Text extract:

>>>

Supreme Court of Canada
Piggot v. The King, (1916) 53 S.C.R. 626
Date: 1916-06-19
John Piggott and Sons
(Suppliants) Appellants;
and
His Majesty the
King (Respondent) Respondent.
1916: June 5; 1916: June 19.
Present: Sir Charles Fitzpatrick C.J. and
Davies, Idington, Anglin and Brodeur JJ.
ON APPEAL FROM THE EXCHEQUER COURT OF
CANADA.
Crown—Negligent—Injury to "property on
public work" —Jurisdiction —R.S.C. [1906] c. 140, s. 20 (b) and (c).
To make the Crown liable, under sub-sec. (c)
of section 20 of the "Exchequer Court Act" (R.S.C. [1906] ch. 140),
for injury to property, such property must be on a public work when injured. Chamberlin
v. The King (40 Can. S.C.R. 350) and Paul v. The King (38
Can. S.C.R. 126) followed. Letourneau v. The King (33 Can. S.C.R.
335) overruled.
Injury to property by an explosion of
dynamite on property adjoining a public work is not "damage to property
injuriously affected by the construction of a public work" under sec. 20 (b)
of the Act.
APPEAL from a judgment of the Exchequer Court
of Canada dismissing the suppliants' Petition of Right.
Servants of the Crown engaged in building a
cement dock on the Detroit River caused damage to suppliants' dock adjoining
the work by their blasting operations. The suppliants claimed damages by
Petition of Right, which was dismissed by the Exchequer Court for want of
jurisdiction. They then appealed to the Supreme Court of Canada.

<<<

Challenges:
A. List every judge the Piggot v. The King report names as present.
B. Carry on the Piggot v. The King report from its last sentence.

Saved data entries:
>>>

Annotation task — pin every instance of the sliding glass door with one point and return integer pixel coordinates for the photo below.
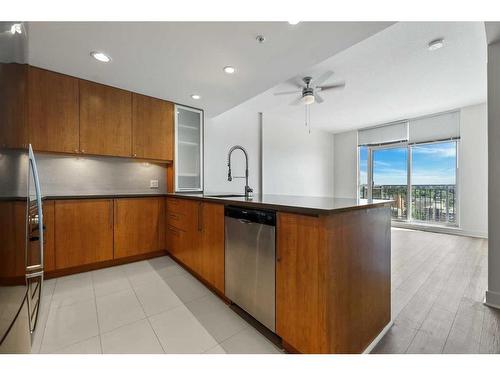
(389, 177)
(420, 178)
(434, 171)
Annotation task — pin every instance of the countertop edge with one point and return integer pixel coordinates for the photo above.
(280, 207)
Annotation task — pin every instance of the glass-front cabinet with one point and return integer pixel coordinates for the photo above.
(188, 149)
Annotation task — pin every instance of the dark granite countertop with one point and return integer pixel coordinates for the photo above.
(290, 203)
(101, 196)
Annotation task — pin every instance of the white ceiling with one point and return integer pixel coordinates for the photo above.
(392, 75)
(172, 60)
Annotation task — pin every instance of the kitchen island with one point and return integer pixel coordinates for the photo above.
(333, 264)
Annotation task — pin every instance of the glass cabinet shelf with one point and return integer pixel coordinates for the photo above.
(188, 149)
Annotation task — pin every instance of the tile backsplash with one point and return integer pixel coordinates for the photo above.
(70, 175)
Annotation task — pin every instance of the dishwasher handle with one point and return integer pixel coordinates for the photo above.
(248, 215)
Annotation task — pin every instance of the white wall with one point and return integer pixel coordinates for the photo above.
(346, 164)
(473, 169)
(238, 126)
(296, 162)
(493, 293)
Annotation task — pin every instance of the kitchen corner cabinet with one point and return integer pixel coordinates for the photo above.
(53, 111)
(105, 120)
(137, 226)
(195, 236)
(212, 244)
(152, 128)
(49, 256)
(188, 149)
(84, 232)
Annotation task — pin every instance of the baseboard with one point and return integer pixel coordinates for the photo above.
(438, 229)
(492, 299)
(108, 263)
(374, 343)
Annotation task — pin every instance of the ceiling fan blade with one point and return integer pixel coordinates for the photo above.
(318, 99)
(322, 78)
(330, 87)
(287, 92)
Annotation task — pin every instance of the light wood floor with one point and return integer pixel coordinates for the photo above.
(438, 286)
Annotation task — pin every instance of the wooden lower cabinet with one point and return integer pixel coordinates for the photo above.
(84, 232)
(333, 279)
(212, 244)
(300, 283)
(137, 226)
(49, 255)
(195, 236)
(13, 237)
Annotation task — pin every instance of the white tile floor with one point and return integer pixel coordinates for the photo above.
(152, 306)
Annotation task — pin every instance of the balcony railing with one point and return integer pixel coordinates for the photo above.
(429, 203)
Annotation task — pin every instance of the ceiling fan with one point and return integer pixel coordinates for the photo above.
(309, 89)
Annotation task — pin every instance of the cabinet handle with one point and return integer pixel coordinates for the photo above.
(111, 210)
(200, 212)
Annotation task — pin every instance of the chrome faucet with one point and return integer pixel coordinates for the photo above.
(248, 189)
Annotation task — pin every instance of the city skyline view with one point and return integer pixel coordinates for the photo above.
(432, 164)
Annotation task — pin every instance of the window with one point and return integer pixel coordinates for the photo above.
(433, 182)
(413, 163)
(363, 172)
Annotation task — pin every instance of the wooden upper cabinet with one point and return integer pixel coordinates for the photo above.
(137, 226)
(105, 120)
(53, 114)
(84, 232)
(152, 124)
(13, 127)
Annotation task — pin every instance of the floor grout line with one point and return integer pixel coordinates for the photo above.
(96, 312)
(48, 312)
(147, 317)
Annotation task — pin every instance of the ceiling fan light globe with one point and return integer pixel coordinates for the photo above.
(308, 99)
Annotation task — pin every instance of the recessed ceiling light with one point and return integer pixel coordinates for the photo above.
(100, 56)
(16, 29)
(436, 44)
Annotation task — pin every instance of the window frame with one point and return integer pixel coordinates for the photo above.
(409, 158)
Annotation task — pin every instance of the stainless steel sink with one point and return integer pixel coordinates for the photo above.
(225, 195)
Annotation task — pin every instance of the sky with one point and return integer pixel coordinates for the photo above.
(432, 164)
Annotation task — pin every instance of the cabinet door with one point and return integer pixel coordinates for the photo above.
(49, 256)
(212, 248)
(13, 237)
(188, 149)
(136, 229)
(184, 231)
(152, 124)
(84, 232)
(301, 283)
(13, 132)
(105, 120)
(53, 113)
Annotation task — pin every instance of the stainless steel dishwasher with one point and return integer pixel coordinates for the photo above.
(250, 257)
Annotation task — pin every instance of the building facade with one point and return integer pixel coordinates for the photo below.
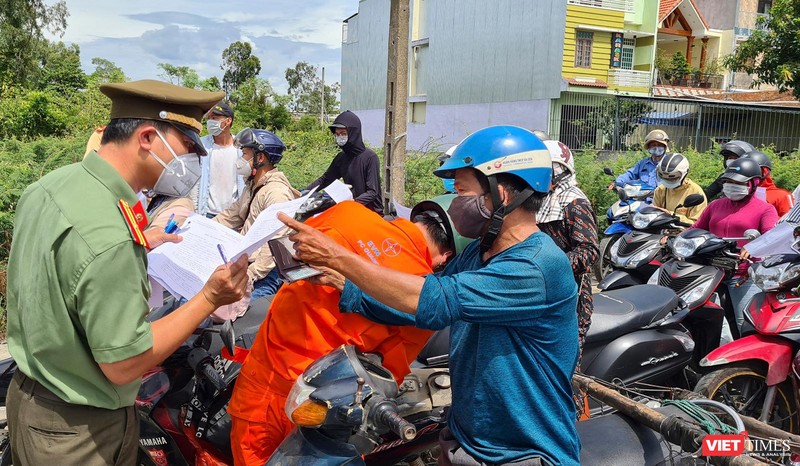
(471, 65)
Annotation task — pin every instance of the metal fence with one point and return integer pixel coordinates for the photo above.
(621, 122)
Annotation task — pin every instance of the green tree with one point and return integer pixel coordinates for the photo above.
(60, 69)
(305, 89)
(773, 55)
(22, 26)
(239, 65)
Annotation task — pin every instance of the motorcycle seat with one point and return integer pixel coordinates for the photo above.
(621, 311)
(436, 352)
(633, 442)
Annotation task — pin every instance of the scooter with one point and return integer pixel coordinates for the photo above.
(759, 374)
(632, 197)
(181, 403)
(699, 262)
(639, 252)
(347, 406)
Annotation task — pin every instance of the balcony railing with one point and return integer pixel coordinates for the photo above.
(629, 78)
(620, 5)
(749, 22)
(695, 79)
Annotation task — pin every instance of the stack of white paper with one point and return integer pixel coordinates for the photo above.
(183, 268)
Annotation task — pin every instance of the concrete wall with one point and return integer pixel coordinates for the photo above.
(449, 124)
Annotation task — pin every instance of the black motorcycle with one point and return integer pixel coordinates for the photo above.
(699, 262)
(640, 252)
(348, 409)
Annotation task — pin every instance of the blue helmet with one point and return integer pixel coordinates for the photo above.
(261, 140)
(503, 149)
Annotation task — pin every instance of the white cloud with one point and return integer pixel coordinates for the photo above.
(139, 35)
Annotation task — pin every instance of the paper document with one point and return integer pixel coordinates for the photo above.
(776, 241)
(183, 268)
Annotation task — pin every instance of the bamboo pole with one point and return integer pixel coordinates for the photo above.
(654, 420)
(753, 425)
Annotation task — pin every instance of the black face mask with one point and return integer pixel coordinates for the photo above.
(469, 215)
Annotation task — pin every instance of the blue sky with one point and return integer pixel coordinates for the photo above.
(139, 35)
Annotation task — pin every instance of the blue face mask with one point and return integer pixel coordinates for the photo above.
(657, 151)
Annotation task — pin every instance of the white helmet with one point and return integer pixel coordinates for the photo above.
(672, 169)
(560, 153)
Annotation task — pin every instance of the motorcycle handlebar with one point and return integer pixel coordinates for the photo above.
(203, 366)
(404, 429)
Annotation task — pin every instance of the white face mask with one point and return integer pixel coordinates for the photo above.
(670, 184)
(735, 192)
(179, 175)
(243, 167)
(214, 127)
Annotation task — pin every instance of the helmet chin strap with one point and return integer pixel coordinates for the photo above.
(500, 212)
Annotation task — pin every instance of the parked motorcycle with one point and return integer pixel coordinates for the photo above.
(181, 403)
(346, 405)
(758, 375)
(632, 197)
(699, 262)
(640, 252)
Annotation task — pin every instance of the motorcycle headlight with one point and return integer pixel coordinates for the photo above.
(644, 255)
(685, 247)
(632, 189)
(642, 220)
(301, 409)
(696, 292)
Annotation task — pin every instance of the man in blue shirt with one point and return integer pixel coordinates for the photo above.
(657, 144)
(509, 300)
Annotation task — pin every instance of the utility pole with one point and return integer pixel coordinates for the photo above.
(322, 99)
(394, 139)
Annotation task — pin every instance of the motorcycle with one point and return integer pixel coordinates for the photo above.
(699, 262)
(181, 403)
(632, 197)
(638, 253)
(348, 409)
(759, 374)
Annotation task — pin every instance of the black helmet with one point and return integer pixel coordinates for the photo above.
(437, 207)
(263, 141)
(742, 170)
(760, 157)
(736, 147)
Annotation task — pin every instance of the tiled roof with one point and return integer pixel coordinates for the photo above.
(587, 83)
(666, 7)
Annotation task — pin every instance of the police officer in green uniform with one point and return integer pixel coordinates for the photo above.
(78, 287)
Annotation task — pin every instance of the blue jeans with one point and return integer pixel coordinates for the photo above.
(268, 285)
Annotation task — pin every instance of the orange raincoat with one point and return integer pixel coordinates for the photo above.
(304, 324)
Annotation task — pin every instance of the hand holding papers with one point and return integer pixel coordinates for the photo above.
(183, 268)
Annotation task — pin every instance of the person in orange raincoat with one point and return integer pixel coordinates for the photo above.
(304, 322)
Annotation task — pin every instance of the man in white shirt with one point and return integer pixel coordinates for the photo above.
(219, 183)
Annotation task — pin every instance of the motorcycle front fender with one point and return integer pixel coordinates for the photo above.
(307, 447)
(617, 228)
(618, 279)
(774, 351)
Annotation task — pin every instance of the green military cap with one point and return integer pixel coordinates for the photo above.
(156, 100)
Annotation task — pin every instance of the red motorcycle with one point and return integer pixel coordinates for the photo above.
(758, 375)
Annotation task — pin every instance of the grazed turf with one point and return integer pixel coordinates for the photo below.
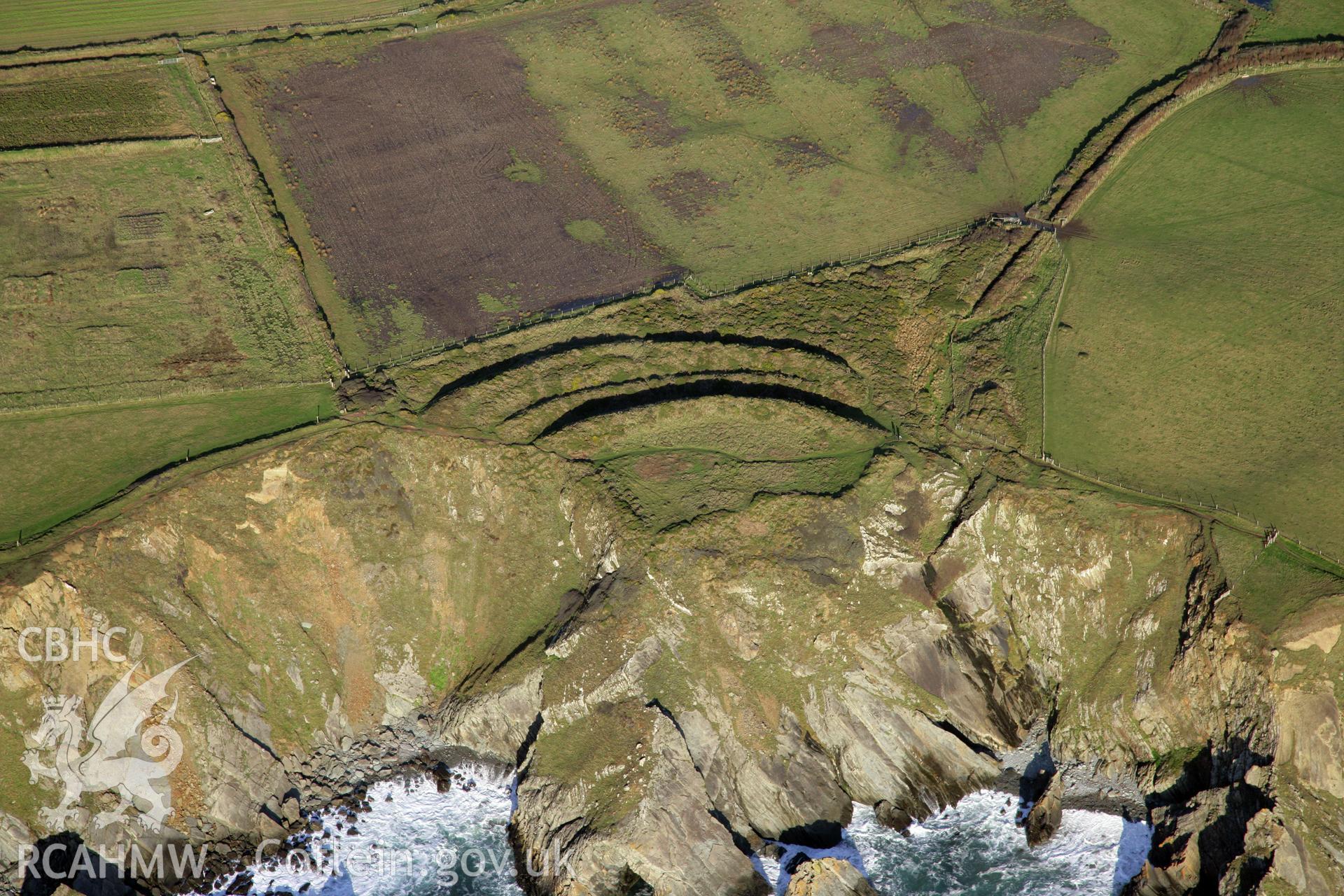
(756, 137)
(1198, 351)
(64, 461)
(81, 102)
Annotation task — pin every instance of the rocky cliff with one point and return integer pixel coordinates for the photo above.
(385, 599)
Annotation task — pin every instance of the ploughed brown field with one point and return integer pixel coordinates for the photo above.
(436, 184)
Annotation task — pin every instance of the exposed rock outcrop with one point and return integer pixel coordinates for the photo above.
(672, 704)
(828, 878)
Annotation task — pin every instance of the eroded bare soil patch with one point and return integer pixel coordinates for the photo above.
(440, 187)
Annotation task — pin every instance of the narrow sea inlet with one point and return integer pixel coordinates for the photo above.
(421, 839)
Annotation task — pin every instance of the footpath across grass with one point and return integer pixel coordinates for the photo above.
(1196, 352)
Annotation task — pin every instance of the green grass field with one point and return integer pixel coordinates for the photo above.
(1298, 19)
(760, 137)
(81, 102)
(139, 270)
(65, 23)
(141, 284)
(1198, 348)
(64, 461)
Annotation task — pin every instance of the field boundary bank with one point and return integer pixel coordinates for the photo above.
(1249, 524)
(582, 307)
(1199, 81)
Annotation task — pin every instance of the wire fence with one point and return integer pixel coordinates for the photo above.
(1266, 530)
(705, 290)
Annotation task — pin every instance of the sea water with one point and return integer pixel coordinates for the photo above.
(417, 840)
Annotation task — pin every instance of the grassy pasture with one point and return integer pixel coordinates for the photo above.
(1198, 348)
(141, 270)
(81, 102)
(64, 461)
(673, 461)
(1297, 19)
(65, 23)
(151, 305)
(765, 136)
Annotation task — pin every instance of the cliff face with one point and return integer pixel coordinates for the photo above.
(385, 599)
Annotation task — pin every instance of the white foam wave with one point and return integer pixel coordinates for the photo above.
(977, 849)
(413, 841)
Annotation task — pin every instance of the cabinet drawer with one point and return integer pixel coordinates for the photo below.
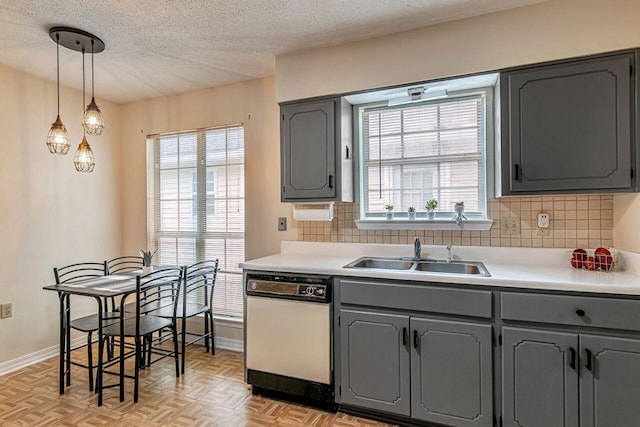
(569, 310)
(418, 297)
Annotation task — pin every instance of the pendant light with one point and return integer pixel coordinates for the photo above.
(58, 140)
(80, 41)
(93, 122)
(83, 160)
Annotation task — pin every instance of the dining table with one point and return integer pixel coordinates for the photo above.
(100, 288)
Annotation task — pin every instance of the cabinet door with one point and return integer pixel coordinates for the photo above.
(539, 378)
(451, 370)
(375, 361)
(567, 127)
(308, 150)
(610, 383)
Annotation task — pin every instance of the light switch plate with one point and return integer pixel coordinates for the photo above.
(6, 310)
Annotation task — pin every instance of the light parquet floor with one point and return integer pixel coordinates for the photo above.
(211, 393)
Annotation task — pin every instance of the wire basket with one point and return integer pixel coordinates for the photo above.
(600, 259)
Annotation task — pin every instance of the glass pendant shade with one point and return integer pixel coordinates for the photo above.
(93, 122)
(83, 160)
(58, 140)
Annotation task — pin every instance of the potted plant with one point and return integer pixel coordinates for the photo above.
(389, 209)
(146, 260)
(411, 212)
(431, 207)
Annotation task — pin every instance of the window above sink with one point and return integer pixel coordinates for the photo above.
(432, 144)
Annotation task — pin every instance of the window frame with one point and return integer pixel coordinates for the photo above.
(199, 200)
(443, 220)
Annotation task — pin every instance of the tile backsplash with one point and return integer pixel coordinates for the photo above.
(576, 221)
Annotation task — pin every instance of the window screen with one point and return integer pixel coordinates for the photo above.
(417, 152)
(196, 205)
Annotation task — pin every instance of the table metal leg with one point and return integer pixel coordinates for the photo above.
(68, 340)
(63, 335)
(100, 351)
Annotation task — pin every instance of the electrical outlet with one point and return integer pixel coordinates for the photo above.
(6, 310)
(543, 220)
(510, 226)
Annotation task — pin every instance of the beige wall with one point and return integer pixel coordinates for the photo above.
(252, 103)
(545, 31)
(51, 214)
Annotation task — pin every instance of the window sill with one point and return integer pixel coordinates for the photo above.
(424, 224)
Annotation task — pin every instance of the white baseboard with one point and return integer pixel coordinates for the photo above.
(36, 357)
(230, 344)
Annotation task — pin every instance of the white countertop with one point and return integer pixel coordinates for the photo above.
(509, 267)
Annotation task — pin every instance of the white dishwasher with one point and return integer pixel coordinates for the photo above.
(288, 337)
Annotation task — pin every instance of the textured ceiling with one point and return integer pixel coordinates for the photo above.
(164, 47)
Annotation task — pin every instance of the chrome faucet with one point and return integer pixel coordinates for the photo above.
(417, 248)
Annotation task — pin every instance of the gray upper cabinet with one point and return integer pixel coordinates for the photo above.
(539, 378)
(316, 162)
(375, 361)
(451, 366)
(569, 127)
(610, 382)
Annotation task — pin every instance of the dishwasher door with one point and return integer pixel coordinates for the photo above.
(289, 338)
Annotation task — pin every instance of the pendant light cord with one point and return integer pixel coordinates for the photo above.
(83, 100)
(83, 97)
(58, 68)
(92, 76)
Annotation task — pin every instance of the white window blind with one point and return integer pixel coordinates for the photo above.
(196, 204)
(417, 152)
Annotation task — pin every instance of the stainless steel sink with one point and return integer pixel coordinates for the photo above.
(473, 268)
(381, 263)
(454, 267)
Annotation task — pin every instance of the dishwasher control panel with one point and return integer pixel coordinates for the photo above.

<<<

Final answers:
A. Sir Charles Fitzpatrick C.J., Davies J., Idington J., Anglin J., Brodeur J.

B.
W. L. Scott for the appellants referred
to Letourneux v. The King
[Page 627]
Newcombe K.C. for the respondent cited Paul
v. The King;
Chamberlin v. The King.
The Chief
Justice.—The appellants brought their Petition of Right
to recover damages against the Crown for injuries alleged to have been caused
to their dock through negligence in the course of the work of constructing a
public dock 100 feet from the premises of the petitioners.
The "Exchequer Court Act" provides,
section 20 (so far as material) :—
The Exchequer Court shall also have
exclusive original jurisdiction to hear and determine the following matters:—
(a) Every claim against the Crown
for property taken for any public purpose;
(b) Every claim against the Crown
for damage to property injuriously affected by the construction of any
public work;
(c) Every claim against the Crown
arising out of any death or injury to the person or to property on any public
work resulting from the negligence of any officer or servant of the Crown,
while acting within the scope of his duties or employment.
At the trial it was pointed out by the Judge of
the Exchequer Court that, excepting by statute, the Crown was not liable for
wrongs committed by its servants, and that section 20 (c) of the
"Exchequer Court Act," the only statutory provision imposing such
liability, did so only in the case of injury to property on any public work.
The appellants now seek to rest their case upon
section 20 (b) of the Ad. This, however, is to confuse two kinds of
action of entirely different nature. Paragraphs (a) and (b)
of section 20 are dealing with questions of compensation, not of damages.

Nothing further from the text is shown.